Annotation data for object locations
▬▬▬▬▬▬
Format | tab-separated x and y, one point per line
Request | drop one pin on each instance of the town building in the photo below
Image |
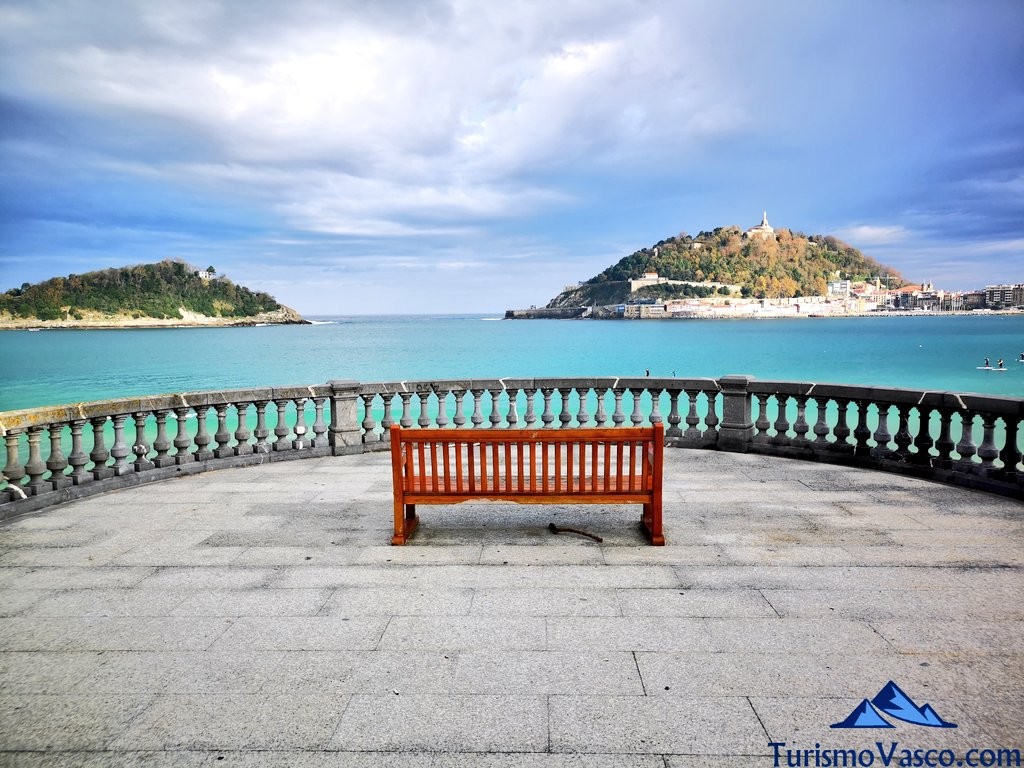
1005	296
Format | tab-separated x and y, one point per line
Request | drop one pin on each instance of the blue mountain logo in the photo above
894	702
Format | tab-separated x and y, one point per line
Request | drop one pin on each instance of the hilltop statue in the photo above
763	230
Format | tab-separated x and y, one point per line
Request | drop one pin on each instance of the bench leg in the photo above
406	521
651	522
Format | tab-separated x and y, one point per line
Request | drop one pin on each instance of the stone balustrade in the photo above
61	453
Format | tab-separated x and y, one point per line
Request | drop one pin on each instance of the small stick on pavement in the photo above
555	529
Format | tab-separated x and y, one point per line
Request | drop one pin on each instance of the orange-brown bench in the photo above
527	466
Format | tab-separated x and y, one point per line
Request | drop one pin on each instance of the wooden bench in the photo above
527	466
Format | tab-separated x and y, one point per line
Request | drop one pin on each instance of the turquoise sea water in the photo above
928	352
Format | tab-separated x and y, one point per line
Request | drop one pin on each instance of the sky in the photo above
467	156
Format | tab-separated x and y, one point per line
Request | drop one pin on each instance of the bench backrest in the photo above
528	461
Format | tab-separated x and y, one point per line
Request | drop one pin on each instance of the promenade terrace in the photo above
256	615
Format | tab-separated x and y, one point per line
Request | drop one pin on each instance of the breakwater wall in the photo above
62	453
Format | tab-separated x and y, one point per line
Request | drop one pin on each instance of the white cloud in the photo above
863	236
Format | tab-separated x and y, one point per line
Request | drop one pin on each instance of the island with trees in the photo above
169	293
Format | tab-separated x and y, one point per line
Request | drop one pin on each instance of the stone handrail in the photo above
61	453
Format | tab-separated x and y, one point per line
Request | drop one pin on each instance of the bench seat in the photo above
527	466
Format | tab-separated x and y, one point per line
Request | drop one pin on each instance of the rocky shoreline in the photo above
99	321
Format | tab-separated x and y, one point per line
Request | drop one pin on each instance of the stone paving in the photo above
259	617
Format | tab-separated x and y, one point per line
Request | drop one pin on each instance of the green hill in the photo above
787	264
161	291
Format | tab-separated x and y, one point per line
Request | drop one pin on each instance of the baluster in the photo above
617	416
388	418
944	444
162	444
281	429
762	424
923	442
242	433
583	416
674	418
903	437
181	440
547	417
477	418
301	442
655	406
966	446
842	430
801	427
459	419
203	438
13	471
424	420
711	420
637	416
530	417
262	432
222	436
600	417
99	454
320	424
820	428
882	436
781	425
369	424
1010	456
120	449
496	409
78	458
56	462
407	410
35	467
987	451
861	432
692	433
512	418
141	448
442	420
564	417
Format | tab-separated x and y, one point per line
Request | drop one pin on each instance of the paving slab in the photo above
258	616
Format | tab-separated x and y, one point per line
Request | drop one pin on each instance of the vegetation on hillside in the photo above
792	264
160	290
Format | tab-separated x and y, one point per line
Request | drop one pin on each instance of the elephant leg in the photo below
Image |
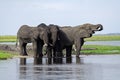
21	47
78	45
49	51
39	49
24	49
35	48
68	51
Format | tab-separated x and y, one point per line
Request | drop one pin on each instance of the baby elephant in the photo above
39	36
75	35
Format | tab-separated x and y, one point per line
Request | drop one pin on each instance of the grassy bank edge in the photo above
12	38
86	50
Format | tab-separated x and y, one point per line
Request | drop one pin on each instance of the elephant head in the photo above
92	27
54	30
85	33
44	33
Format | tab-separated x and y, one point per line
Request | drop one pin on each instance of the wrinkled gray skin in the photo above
54	37
75	35
37	35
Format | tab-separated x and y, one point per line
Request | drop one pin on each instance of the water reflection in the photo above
48	68
92	67
38	61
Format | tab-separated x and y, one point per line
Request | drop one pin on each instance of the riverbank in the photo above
9	51
12	38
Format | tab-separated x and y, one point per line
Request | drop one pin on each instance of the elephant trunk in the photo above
54	38
46	39
100	27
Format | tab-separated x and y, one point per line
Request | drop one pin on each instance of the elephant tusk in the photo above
45	45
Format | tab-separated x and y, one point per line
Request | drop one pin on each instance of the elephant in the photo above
39	36
54	37
75	35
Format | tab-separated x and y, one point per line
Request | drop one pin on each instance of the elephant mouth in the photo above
100	27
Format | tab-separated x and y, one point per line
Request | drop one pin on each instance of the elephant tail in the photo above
16	42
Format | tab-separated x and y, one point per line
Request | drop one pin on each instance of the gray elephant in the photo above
75	35
39	36
54	37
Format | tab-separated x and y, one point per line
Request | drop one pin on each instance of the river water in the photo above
112	43
92	67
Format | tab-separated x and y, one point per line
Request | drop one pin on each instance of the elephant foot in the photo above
77	55
24	54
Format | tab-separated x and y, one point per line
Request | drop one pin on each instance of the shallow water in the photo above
112	43
93	67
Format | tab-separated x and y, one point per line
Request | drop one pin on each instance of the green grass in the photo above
100	49
11	38
104	38
5	55
7	38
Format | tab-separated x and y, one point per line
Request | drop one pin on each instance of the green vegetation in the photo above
93	38
7	38
100	49
5	55
104	38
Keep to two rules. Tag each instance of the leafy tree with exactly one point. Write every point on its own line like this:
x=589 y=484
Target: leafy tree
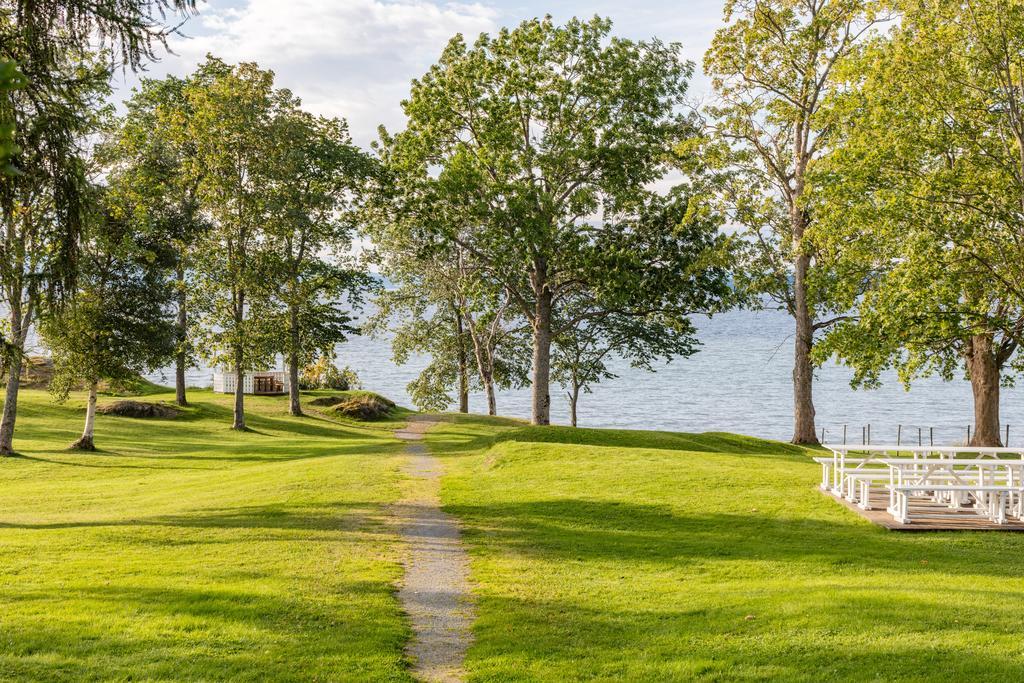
x=116 y=325
x=231 y=110
x=772 y=67
x=42 y=208
x=152 y=161
x=927 y=195
x=318 y=174
x=514 y=141
x=678 y=229
x=52 y=41
x=418 y=326
x=10 y=79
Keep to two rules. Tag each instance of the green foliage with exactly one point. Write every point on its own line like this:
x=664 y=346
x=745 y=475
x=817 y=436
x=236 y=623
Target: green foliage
x=228 y=120
x=316 y=179
x=925 y=191
x=515 y=140
x=675 y=230
x=116 y=325
x=324 y=374
x=147 y=162
x=10 y=79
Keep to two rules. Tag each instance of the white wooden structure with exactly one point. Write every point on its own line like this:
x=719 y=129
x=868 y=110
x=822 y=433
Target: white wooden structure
x=941 y=480
x=268 y=382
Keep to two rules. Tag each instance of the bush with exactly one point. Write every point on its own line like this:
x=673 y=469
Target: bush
x=137 y=409
x=365 y=407
x=325 y=375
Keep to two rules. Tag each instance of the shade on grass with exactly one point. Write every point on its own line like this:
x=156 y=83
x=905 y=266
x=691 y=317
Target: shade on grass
x=185 y=551
x=611 y=555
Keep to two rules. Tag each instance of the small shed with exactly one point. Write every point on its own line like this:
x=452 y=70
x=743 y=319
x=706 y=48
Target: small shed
x=262 y=383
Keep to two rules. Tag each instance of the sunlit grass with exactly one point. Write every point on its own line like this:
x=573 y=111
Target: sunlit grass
x=611 y=555
x=183 y=550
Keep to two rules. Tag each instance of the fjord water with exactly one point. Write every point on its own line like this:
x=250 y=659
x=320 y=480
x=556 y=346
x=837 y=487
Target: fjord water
x=737 y=382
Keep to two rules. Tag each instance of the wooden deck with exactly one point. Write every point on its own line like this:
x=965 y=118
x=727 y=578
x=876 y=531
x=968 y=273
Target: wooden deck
x=931 y=516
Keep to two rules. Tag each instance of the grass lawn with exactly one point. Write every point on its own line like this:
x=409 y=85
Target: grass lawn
x=186 y=551
x=611 y=555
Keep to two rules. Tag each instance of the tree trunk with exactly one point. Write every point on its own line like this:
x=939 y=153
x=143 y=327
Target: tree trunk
x=10 y=403
x=294 y=406
x=19 y=322
x=573 y=401
x=488 y=388
x=803 y=370
x=86 y=442
x=542 y=358
x=239 y=421
x=181 y=359
x=463 y=366
x=984 y=373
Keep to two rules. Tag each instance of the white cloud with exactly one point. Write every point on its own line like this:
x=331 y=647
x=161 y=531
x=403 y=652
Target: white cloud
x=352 y=58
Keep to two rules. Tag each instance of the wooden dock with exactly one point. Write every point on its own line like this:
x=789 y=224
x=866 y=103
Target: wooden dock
x=930 y=516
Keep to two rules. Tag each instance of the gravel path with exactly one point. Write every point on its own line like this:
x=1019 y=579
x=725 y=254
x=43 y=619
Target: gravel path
x=434 y=591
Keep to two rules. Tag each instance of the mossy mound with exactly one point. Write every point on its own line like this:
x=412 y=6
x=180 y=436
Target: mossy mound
x=365 y=407
x=328 y=400
x=137 y=409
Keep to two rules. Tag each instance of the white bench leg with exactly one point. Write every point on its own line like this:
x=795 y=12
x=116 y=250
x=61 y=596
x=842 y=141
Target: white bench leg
x=865 y=495
x=902 y=507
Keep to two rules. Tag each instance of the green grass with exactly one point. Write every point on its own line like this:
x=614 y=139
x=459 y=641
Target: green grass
x=185 y=551
x=614 y=555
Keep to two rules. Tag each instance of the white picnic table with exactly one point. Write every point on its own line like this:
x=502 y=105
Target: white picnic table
x=993 y=477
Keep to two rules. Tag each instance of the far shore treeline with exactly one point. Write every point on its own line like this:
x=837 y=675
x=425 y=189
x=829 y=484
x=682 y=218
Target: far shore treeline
x=554 y=201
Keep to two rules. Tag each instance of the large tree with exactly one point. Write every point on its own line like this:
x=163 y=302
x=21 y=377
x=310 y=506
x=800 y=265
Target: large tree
x=318 y=178
x=231 y=112
x=522 y=147
x=927 y=195
x=10 y=79
x=52 y=43
x=772 y=67
x=42 y=209
x=678 y=228
x=152 y=163
x=116 y=324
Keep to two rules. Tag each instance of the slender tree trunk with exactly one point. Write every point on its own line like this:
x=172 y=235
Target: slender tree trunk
x=294 y=406
x=984 y=373
x=10 y=403
x=15 y=354
x=86 y=442
x=463 y=365
x=181 y=358
x=573 y=401
x=488 y=388
x=484 y=368
x=542 y=358
x=803 y=370
x=239 y=421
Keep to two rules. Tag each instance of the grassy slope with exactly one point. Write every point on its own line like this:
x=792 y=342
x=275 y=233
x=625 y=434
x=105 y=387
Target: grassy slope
x=186 y=551
x=605 y=555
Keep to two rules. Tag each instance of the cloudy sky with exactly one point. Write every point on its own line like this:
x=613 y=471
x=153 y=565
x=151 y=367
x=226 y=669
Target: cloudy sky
x=354 y=58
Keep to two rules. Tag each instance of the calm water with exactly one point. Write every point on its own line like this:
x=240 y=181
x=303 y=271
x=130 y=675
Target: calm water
x=738 y=382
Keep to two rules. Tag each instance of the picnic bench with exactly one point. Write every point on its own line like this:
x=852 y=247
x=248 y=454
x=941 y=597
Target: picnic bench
x=988 y=481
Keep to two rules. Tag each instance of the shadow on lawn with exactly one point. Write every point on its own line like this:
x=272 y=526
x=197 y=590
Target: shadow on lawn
x=462 y=440
x=597 y=530
x=839 y=638
x=168 y=632
x=339 y=517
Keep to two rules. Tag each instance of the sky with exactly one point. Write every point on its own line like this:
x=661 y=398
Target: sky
x=354 y=58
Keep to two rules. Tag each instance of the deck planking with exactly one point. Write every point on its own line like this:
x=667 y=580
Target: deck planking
x=937 y=517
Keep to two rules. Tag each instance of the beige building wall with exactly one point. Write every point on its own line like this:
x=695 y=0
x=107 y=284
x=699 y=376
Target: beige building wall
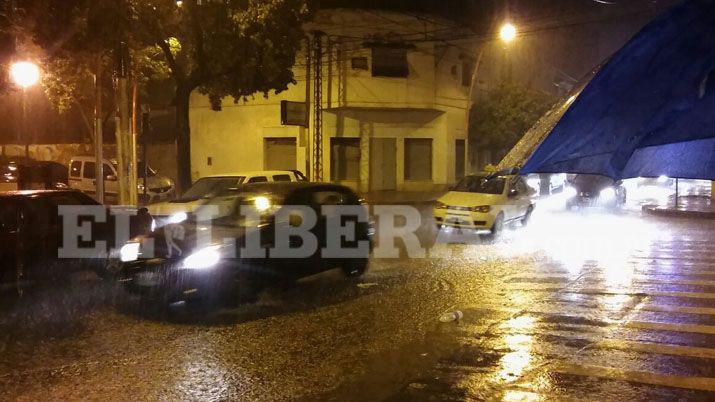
x=429 y=103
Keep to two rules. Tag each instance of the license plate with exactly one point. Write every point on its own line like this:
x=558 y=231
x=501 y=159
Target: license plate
x=147 y=279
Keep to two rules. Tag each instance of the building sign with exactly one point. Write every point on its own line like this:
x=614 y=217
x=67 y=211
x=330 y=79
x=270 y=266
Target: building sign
x=294 y=114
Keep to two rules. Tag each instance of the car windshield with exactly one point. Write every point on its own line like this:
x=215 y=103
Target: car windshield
x=481 y=184
x=142 y=167
x=208 y=187
x=229 y=207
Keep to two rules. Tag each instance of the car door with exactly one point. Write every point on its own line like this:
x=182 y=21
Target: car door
x=88 y=177
x=511 y=199
x=523 y=198
x=75 y=175
x=111 y=185
x=257 y=179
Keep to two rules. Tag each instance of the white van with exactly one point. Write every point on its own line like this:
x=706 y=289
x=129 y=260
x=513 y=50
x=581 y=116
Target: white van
x=82 y=177
x=209 y=186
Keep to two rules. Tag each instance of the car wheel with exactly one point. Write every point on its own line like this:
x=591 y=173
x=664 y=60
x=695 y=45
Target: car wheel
x=247 y=287
x=527 y=216
x=109 y=269
x=498 y=225
x=355 y=267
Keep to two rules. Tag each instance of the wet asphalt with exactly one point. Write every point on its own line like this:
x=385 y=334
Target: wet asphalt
x=591 y=306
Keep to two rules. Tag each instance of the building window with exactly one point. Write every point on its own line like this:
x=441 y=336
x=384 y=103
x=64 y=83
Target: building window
x=359 y=63
x=467 y=71
x=418 y=159
x=89 y=172
x=344 y=159
x=389 y=62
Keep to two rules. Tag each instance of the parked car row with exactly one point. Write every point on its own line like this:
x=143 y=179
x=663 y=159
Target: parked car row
x=151 y=186
x=180 y=267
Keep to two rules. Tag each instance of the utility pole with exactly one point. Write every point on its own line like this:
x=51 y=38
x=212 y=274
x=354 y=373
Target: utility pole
x=98 y=140
x=318 y=108
x=123 y=129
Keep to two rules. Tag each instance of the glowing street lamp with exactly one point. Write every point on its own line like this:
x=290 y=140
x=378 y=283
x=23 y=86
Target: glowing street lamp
x=25 y=74
x=507 y=33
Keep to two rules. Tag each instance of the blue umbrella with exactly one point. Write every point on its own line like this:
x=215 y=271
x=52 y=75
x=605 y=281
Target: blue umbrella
x=649 y=111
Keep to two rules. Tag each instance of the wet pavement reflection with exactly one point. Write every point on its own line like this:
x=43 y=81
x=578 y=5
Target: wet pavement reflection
x=594 y=305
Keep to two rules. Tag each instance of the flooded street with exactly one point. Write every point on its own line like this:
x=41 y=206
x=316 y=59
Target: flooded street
x=597 y=306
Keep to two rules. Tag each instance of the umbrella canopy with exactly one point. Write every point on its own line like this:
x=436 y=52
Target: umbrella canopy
x=649 y=111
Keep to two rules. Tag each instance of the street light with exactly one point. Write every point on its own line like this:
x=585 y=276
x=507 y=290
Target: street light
x=25 y=74
x=507 y=33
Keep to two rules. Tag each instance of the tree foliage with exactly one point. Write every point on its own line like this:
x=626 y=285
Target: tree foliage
x=222 y=48
x=500 y=120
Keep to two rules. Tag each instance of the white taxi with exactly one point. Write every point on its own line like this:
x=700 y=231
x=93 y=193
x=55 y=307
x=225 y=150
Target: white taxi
x=485 y=202
x=205 y=188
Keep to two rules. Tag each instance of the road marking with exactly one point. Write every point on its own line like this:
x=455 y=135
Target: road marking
x=693 y=282
x=675 y=327
x=638 y=278
x=687 y=295
x=669 y=308
x=658 y=348
x=696 y=383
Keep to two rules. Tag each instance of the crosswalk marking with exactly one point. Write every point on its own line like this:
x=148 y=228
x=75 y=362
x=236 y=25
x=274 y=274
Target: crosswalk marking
x=669 y=308
x=695 y=383
x=663 y=326
x=659 y=348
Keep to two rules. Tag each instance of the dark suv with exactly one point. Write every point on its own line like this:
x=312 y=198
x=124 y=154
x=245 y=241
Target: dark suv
x=238 y=256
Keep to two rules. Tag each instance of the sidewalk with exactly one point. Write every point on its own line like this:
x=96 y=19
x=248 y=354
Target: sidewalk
x=402 y=197
x=689 y=206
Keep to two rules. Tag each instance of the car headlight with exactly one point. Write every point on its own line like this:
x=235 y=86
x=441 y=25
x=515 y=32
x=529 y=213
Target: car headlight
x=177 y=217
x=607 y=194
x=207 y=257
x=482 y=208
x=129 y=252
x=570 y=192
x=262 y=204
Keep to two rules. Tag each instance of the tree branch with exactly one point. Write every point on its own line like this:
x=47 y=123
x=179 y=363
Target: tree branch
x=199 y=73
x=176 y=70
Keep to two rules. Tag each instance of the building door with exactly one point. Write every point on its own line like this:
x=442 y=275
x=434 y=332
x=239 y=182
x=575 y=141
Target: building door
x=383 y=164
x=459 y=151
x=279 y=153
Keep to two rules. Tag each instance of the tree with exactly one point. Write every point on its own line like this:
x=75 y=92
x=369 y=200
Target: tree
x=502 y=118
x=222 y=48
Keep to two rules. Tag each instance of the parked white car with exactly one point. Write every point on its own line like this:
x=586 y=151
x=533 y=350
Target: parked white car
x=485 y=202
x=82 y=177
x=208 y=187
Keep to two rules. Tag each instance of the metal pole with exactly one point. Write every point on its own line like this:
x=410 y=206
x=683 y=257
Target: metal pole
x=133 y=157
x=25 y=131
x=145 y=132
x=470 y=95
x=98 y=140
x=318 y=108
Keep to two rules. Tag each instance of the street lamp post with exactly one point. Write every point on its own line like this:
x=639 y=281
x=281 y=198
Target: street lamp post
x=507 y=34
x=25 y=74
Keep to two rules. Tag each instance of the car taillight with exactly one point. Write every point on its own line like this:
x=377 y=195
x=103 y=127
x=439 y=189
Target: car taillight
x=482 y=208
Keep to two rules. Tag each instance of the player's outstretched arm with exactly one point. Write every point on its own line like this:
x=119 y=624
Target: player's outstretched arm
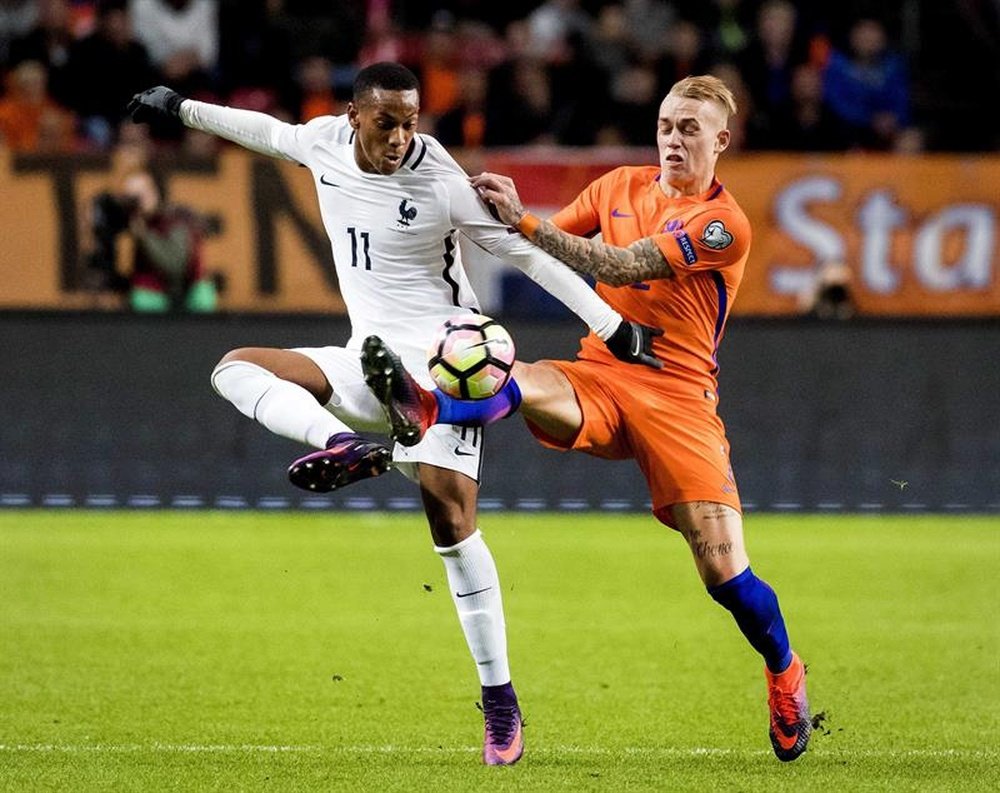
▬▬▬▬▬▬
Reproduce, word for word, the rows from the line with "Keep to two rules. Tag each instance of the tree trunk" to the line with "x=434 y=591", both lines included.

Keep to two rules. Tag each instance of the tree trunk with exactly one point. Write every point on its own line like this:
x=939 y=153
x=143 y=327
Target: tree trunk
x=10 y=403
x=294 y=406
x=19 y=322
x=573 y=401
x=488 y=388
x=803 y=370
x=86 y=442
x=542 y=358
x=239 y=421
x=181 y=359
x=463 y=366
x=984 y=373
Keep to two rules. Tag each instance of the white cloud with exactly one point. Write every point on its own line like this:
x=331 y=647
x=161 y=531
x=403 y=652
Target: white cloud
x=352 y=58
Keep to two rules. Tag each instance of the wooden dock with exactly one point. Write every point on its own line like this:
x=789 y=224
x=866 y=103
Target: wooden dock
x=930 y=516
Keep to two rules. Tag each instance of the gravel path with exactly one point. Write every point on its own line like this:
x=1019 y=579
x=725 y=254
x=43 y=619
Target: gravel path
x=434 y=591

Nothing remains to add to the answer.